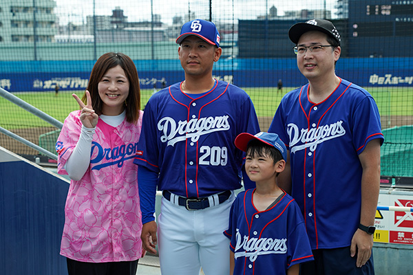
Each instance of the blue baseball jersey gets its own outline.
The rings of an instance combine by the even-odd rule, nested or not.
[[[294,199],[284,193],[274,206],[260,212],[253,203],[254,191],[238,194],[224,232],[234,252],[234,274],[286,274],[290,266],[314,260]]]
[[[180,83],[153,94],[145,109],[134,163],[159,173],[158,190],[204,197],[241,186],[243,152],[234,140],[260,132],[250,97],[215,80],[204,94],[185,94]]]
[[[305,219],[313,249],[349,246],[360,222],[359,155],[373,139],[383,142],[379,110],[363,88],[341,79],[315,104],[308,84],[282,100],[268,132],[290,151],[292,195]]]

—————

TASK
Could you write out every line of the records again, requests included, with each polygon coordinate in the answers raised by 148 and the pictures left out?

RESPONSE BELOW
Each instance of the blue baseball jersey gets its own outline.
The rings of an instance combine by the even-odd rule, nested or not.
[[[442,347],[432,341],[422,354],[408,360],[401,351],[402,339],[386,342],[372,380],[382,400],[382,422],[434,422],[438,414],[462,408]]]
[[[328,231],[301,242],[293,257],[282,311],[307,321],[306,338],[352,345],[389,334],[391,300],[382,288],[408,280],[398,245],[363,228],[352,242],[333,242]]]
[[[453,367],[461,397],[497,394],[508,370],[507,303],[521,287],[531,290],[527,258],[511,236],[489,227],[463,252],[456,232],[430,248],[416,280],[438,299],[440,343]]]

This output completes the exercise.